● **Tasks**:
[A] In the article on Rafa Benítez's search for a striker at Newcastle United, which two strikers did the club have when the season began?
[B] Resume the article on Rafa Benítez's search for a striker at Newcastle United, picking up after its final sentence.

● **Text passage**:
━━━━━━━━━━━━━━━━

It wasn’t much of a secret that Rafa Benítez wanted a new striker in the summer at Newcastle United.
He went into the season with just Dwight Gayle and Aleksandar Mitrović, and reported Magpies targets included then Villarreal striker Cédric Bakambu and Lucas Pérez, before he left Arsenal for a return to Deportivo La Coruña.
Speaking ahead of their first game of the campaign, a match which they lost 2-0, the Spanish coach said it was clear to anyone what Newcastle needed after their promotion.
“If you see the squad, it’s obvious that we need a striker. We needed to bring some players in some positions to have competition,” he said.
“Dwight was doing really well last year. But it’s another level and we have to see if he can replicate something similar in the Premier League. We need competition in each position.
“Not just because they will be better, but we need bodies. You have to be sure that you have enough quality to keep the level.”
He did admit though that money may be a problem, with Mike Ashley noticeably tightening the purse strings this summer.

━━━━━━━━━━━━━━━━

● **Given data**:
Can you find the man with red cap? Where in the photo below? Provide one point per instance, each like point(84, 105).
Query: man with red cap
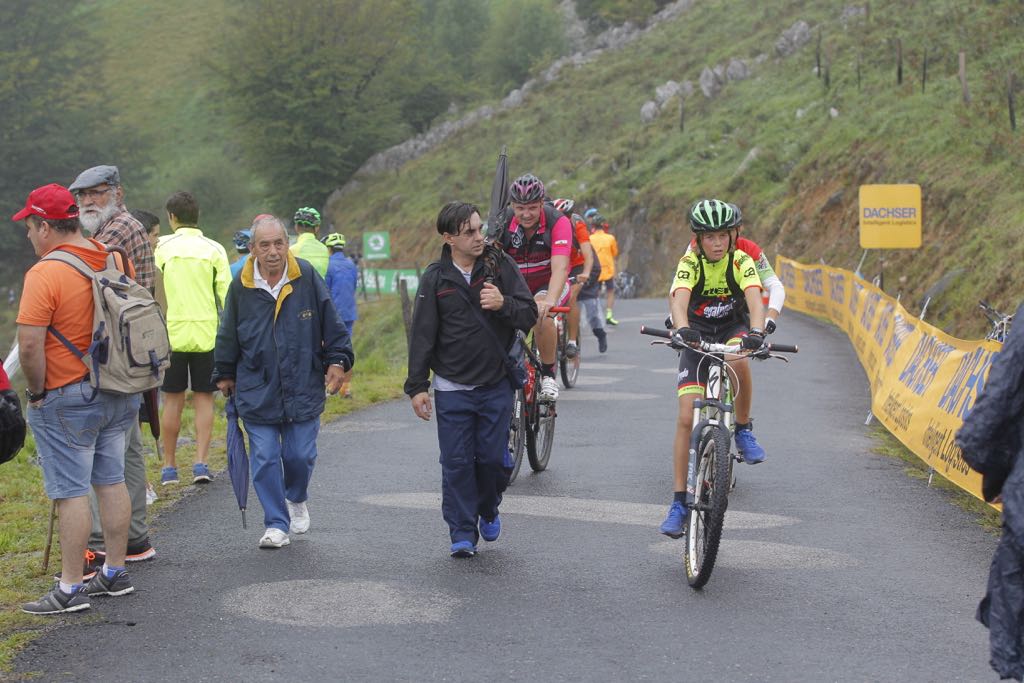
point(80, 437)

━━━━━━━━━━━━━━━━

● **Final results**:
[A] Dwight Gayle and Aleksandar Mitrović.

[B]
“It’s very simple. If you’re asking me which players you want, I can tell you four or five players in the top sides,” he added.
“We cannot sign these players. Trying to be realistic, sometimes you go to the market and you have a target.
“If you cannot get this for different reasons … we are where we are.”
It was clear that Benítez was being frustrated in his attempts to bring in a top-quality forward, and they don’t come cheap.
A low-cost option
Even in the Championship, strikers cost big fees, with Middlesbrough signing Martin Braithwaite for £9million and Britt Assombalonga for £15million.
Jordan Rhodes' permanent move to Sheffield Wednesday cost around £10million, while Fulham signed Rui Fonte for £8million – all very big fees for players in England’s second tier.
By contrast, Newcastle’s big summer arrival up front cost just £5million, in the form of Joselu, who arrived from Stoke City.
Beyond two very impressive seasons for Real Madrid Castilla – the European champions' B side – which saw him get 40 league goals in 72 games in the Spanish third division, he hasn’t been anywhere near prolific.
Joselu’s best goalscoring season was at Eintracht Frankfurt in 2013/14 where he scored nine goals in 24 Bundesliga games, working out at 14 in 33 in all competitions.
After his move to Stoke in 2015, his one season with the Potters before being shipped out on loan saw him get four goals in 22 Premier League games – four in 27 in all competitions.
When there are strikers going for £15million in the second division, if a team is buying one for the top-flight for just £5million, they can’t expect to be getting a prolific one, and that is the case with Joselu.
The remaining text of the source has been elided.